> Exercise goal: Turn the material below into a numbered list with one line per number, skipping blank lines. Leave the picture out of your answer.

## start Material shown

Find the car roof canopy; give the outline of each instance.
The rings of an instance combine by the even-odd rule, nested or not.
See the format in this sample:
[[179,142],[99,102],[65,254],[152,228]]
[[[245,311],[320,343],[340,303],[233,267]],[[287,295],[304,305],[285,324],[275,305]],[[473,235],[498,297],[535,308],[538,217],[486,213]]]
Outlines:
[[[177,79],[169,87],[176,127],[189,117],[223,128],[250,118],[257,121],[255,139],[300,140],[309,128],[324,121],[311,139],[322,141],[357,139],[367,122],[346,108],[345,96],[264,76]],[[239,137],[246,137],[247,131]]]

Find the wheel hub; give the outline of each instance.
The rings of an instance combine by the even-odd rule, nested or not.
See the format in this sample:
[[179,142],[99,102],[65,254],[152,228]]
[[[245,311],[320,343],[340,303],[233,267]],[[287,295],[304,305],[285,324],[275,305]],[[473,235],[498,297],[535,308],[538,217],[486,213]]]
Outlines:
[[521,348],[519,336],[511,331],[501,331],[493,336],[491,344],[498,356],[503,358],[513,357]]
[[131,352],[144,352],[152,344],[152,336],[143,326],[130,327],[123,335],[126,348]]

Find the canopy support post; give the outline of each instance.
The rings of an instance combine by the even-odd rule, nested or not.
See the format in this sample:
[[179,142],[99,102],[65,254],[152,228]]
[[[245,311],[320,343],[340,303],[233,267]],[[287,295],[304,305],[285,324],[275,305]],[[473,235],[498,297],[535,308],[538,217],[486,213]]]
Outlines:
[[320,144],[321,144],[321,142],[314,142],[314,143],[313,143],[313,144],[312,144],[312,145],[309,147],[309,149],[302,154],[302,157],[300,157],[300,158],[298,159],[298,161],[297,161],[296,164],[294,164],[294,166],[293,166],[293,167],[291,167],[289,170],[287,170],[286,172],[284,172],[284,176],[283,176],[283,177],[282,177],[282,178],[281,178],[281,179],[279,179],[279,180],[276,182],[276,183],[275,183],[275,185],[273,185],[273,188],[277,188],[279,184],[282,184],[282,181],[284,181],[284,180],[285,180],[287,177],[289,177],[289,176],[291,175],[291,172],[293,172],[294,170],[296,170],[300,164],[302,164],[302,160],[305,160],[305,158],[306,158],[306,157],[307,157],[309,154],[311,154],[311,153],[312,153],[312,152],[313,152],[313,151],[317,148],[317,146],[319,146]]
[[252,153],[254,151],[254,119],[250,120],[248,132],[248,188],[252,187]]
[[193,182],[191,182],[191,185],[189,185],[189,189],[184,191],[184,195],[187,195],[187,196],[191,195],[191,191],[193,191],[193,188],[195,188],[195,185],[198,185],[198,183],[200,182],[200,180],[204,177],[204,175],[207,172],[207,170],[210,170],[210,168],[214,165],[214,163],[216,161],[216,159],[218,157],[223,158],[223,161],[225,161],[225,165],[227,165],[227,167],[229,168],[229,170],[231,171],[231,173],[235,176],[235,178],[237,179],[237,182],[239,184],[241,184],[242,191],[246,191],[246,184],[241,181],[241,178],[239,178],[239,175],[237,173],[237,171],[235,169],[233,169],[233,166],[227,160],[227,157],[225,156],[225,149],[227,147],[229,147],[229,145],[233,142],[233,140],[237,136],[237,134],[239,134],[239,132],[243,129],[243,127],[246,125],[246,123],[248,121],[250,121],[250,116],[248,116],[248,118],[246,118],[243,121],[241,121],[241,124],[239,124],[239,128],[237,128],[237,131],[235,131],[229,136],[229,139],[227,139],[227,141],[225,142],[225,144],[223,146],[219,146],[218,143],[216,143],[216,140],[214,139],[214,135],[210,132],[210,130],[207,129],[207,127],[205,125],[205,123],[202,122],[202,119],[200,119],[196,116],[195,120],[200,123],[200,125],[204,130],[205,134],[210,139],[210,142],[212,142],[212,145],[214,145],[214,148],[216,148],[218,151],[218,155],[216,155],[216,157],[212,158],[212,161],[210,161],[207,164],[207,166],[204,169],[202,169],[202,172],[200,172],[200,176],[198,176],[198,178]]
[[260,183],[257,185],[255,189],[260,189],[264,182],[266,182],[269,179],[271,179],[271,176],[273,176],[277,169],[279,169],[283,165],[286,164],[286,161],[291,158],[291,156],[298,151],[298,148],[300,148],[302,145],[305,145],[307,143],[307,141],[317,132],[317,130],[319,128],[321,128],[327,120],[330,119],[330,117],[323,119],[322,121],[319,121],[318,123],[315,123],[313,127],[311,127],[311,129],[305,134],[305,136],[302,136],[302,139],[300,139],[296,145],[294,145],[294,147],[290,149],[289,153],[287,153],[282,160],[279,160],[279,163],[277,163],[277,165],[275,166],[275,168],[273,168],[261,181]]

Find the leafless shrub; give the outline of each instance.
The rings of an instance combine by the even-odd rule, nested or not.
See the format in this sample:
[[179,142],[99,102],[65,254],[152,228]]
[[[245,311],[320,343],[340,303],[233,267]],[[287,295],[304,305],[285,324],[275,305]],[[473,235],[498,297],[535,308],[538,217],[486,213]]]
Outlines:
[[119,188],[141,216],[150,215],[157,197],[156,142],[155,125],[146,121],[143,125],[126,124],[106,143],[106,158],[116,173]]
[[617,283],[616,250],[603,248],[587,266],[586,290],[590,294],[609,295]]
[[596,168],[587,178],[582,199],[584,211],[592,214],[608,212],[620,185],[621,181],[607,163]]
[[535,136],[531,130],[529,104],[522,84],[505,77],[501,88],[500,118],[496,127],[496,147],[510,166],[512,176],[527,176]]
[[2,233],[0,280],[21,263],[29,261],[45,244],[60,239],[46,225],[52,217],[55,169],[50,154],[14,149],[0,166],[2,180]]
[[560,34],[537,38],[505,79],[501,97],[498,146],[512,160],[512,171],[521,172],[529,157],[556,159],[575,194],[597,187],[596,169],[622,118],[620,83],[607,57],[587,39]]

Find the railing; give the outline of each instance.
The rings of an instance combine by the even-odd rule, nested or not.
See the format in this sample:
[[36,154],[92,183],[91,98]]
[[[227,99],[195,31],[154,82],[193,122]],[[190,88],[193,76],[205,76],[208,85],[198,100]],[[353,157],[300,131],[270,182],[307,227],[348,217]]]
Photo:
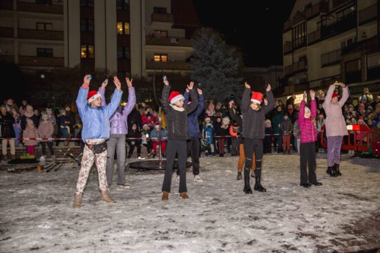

## end Material shown

> Result of this exercise:
1. Find the car roof canopy; give the outline of each instance.
2. The rings of an instance combine by the even-odd rule, nested or not.
3. See the format in this sample:
4. [[179,142],[99,102],[65,254],[152,228]]
5. [[[245,311],[320,343],[340,303],[233,267]],[[287,295],[304,305],[285,324],[275,305]],[[473,235],[498,297],[535,308],[538,217],[486,213]]]
6. Outlines:
7. [[[177,79],[169,87],[176,127],[189,117],[223,128],[250,118],[257,121],[255,139],[300,140],[309,128],[324,121],[311,139],[322,141],[357,139],[367,122],[346,108],[345,96],[264,76]],[[239,137],[246,137],[247,131]]]
8. Find the wheel hub; give the outline of each instance.
9. The rings of an instance combine by the even-odd rule, nested or not.
10. See the format in this sample:
11. [[179,142],[99,102],[65,254],[152,228]]
12. [[[245,311],[320,343],[340,303],[233,267]],[[287,295],[304,305],[285,324],[275,305]],[[473,235],[498,297],[535,308],[538,217],[486,213]]]
13. Outlines:
14. [[521,348],[519,336],[511,331],[501,331],[493,336],[491,344],[498,356],[503,358],[513,357]]
15. [[131,352],[144,352],[152,344],[152,336],[143,326],[130,327],[123,335],[126,348]]
16. Find the canopy support post; give the outline of each instance.
17. The rings of an instance combine by the even-odd rule, nested or not.
18. See the format in this sample:
19. [[179,142],[99,102],[65,254],[152,228]]
20. [[[245,311],[320,343],[340,303],[233,267]],[[287,295],[304,305],[285,324],[275,305]],[[473,235],[498,297],[535,308],[538,217],[486,213]]]
21. Outlines:
22. [[320,144],[321,144],[321,142],[314,142],[314,143],[313,143],[313,144],[312,144],[312,145],[309,147],[309,149],[302,154],[302,157],[300,157],[300,158],[298,159],[298,161],[297,161],[296,164],[294,164],[294,166],[293,166],[293,167],[291,167],[289,170],[287,170],[286,172],[284,172],[284,176],[283,176],[283,177],[282,177],[282,178],[281,178],[281,179],[279,179],[279,180],[276,182],[276,183],[275,183],[275,185],[273,185],[273,188],[277,188],[279,184],[282,184],[282,181],[284,181],[284,180],[285,180],[287,177],[289,177],[289,176],[291,175],[291,172],[293,172],[294,170],[296,170],[300,164],[302,164],[302,160],[305,160],[305,158],[306,158],[306,157],[307,157],[309,154],[311,154],[311,153],[312,153],[312,152],[313,152],[313,151],[317,148],[317,146],[319,146]]
23. [[252,153],[254,151],[254,119],[250,120],[248,132],[248,188],[252,187]]
24. [[193,182],[191,182],[191,185],[189,185],[189,189],[184,191],[184,195],[187,195],[187,196],[191,195],[191,191],[193,191],[193,188],[195,188],[195,185],[198,185],[198,183],[200,182],[200,180],[204,177],[204,175],[207,172],[207,170],[210,170],[210,168],[214,165],[214,163],[216,161],[216,159],[218,157],[223,158],[223,161],[225,161],[225,165],[227,165],[227,167],[229,168],[229,170],[231,171],[231,173],[235,176],[235,178],[237,179],[237,182],[239,184],[241,184],[242,191],[246,191],[246,184],[241,181],[241,178],[239,178],[239,175],[237,173],[237,171],[235,169],[233,169],[233,166],[227,160],[227,157],[225,156],[225,149],[227,147],[229,147],[229,145],[233,142],[233,140],[237,136],[237,134],[239,134],[239,132],[243,129],[243,127],[246,125],[246,123],[248,121],[250,121],[250,116],[248,116],[248,118],[246,118],[243,121],[241,121],[241,124],[239,124],[239,128],[237,128],[237,131],[235,131],[229,136],[229,139],[227,139],[227,141],[225,142],[225,144],[223,146],[219,146],[218,143],[216,143],[216,140],[214,139],[214,135],[210,132],[210,130],[207,129],[207,127],[205,125],[205,123],[202,122],[202,119],[200,119],[196,116],[195,120],[200,123],[200,125],[204,130],[205,134],[210,139],[210,142],[212,142],[212,145],[214,145],[214,148],[216,148],[218,151],[218,155],[216,155],[216,157],[212,158],[212,161],[210,161],[207,164],[207,166],[204,169],[202,169],[202,172],[200,172],[200,176],[198,176],[198,178]]
25. [[260,183],[257,185],[255,189],[260,189],[264,182],[266,182],[269,179],[271,179],[271,176],[273,176],[277,169],[279,169],[283,165],[286,164],[286,161],[291,158],[291,156],[298,151],[298,148],[300,148],[302,145],[305,145],[307,143],[307,141],[317,132],[317,130],[319,128],[321,128],[327,120],[330,119],[330,117],[323,119],[322,121],[319,121],[318,123],[315,123],[313,127],[311,127],[311,129],[305,134],[305,136],[302,136],[302,139],[300,139],[296,145],[294,145],[294,147],[290,149],[289,153],[287,153],[282,160],[279,160],[279,163],[277,163],[277,165],[275,166],[275,168],[273,168],[261,181]]
26. Find the leafless shrub; give the outline of each instance.
27. The rings of an instance combine by the even-odd rule, nested or not.
28. See the format in this sample:
29. [[179,142],[99,102],[65,254],[152,228]]
30. [[[245,311],[320,343],[340,303],[233,267]],[[287,295],[304,305],[285,324],[275,305]],[[473,235],[498,297],[535,308],[538,217],[486,213]]]
31. Outlines:
32. [[119,188],[141,216],[150,215],[157,197],[156,142],[155,125],[146,121],[143,125],[126,124],[106,143],[106,158],[116,173]]
33. [[617,283],[616,250],[603,248],[587,266],[586,290],[590,294],[609,295]]
34. [[596,168],[587,178],[582,199],[584,211],[592,214],[608,212],[620,185],[621,181],[607,163]]
35. [[535,136],[531,130],[529,104],[522,84],[505,77],[501,88],[500,118],[496,127],[496,147],[510,166],[512,176],[527,176]]
36. [[2,233],[0,280],[21,263],[29,261],[45,244],[60,239],[46,225],[52,217],[55,169],[50,154],[14,149],[0,166],[2,180]]
37. [[560,34],[537,38],[505,79],[501,97],[498,146],[512,160],[512,171],[521,172],[529,157],[556,159],[575,194],[597,187],[596,169],[622,118],[620,83],[607,57],[587,39]]
38. Find the railing; give the outline of each instance.
39. The rings of an instance combine by the even-odd rule, nested or not.
40. See the format in this sample:
41. [[36,154],[92,183],[91,98]]
42. [[[227,99],[195,31],[154,82],[193,122]],[[190,88],[193,76],[205,76],[208,85],[198,100]],[[353,157],[300,131],[270,182],[307,227],[348,217]]]
43. Photo:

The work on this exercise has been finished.